Given records Block Start
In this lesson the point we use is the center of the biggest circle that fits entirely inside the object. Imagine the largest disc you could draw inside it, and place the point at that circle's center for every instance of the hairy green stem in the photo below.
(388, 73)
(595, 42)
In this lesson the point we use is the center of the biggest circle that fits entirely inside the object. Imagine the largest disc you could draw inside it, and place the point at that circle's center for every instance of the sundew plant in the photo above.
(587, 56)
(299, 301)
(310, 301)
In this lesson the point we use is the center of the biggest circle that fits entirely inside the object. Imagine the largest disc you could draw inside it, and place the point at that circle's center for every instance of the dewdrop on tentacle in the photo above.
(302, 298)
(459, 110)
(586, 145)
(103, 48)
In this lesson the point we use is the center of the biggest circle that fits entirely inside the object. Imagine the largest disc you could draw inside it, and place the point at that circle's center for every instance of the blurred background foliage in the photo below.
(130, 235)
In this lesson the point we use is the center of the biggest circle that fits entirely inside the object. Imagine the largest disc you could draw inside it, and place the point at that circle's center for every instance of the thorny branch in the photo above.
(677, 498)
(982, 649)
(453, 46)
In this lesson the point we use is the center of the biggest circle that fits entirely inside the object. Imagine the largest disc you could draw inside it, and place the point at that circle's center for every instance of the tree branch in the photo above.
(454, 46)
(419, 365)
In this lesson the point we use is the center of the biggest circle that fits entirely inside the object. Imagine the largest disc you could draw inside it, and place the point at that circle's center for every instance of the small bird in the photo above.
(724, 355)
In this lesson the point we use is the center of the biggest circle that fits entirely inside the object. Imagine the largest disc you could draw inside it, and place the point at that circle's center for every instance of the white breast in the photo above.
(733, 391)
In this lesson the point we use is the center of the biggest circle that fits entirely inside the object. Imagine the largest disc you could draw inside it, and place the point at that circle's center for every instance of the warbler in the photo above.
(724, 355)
Given records Block End
→ **Work request**
Once the line containing "warbler in the photo above." is found, print it and every line after it through the end of the listing, exactly and alone.

→ **Answer box**
In this lesson the point we use is the center of the biggest circle that fits entirely inside the object. Imagine the largest disc you could draw inside it, and place the point at that circle's center for every instance of the warbler in the photo above.
(724, 355)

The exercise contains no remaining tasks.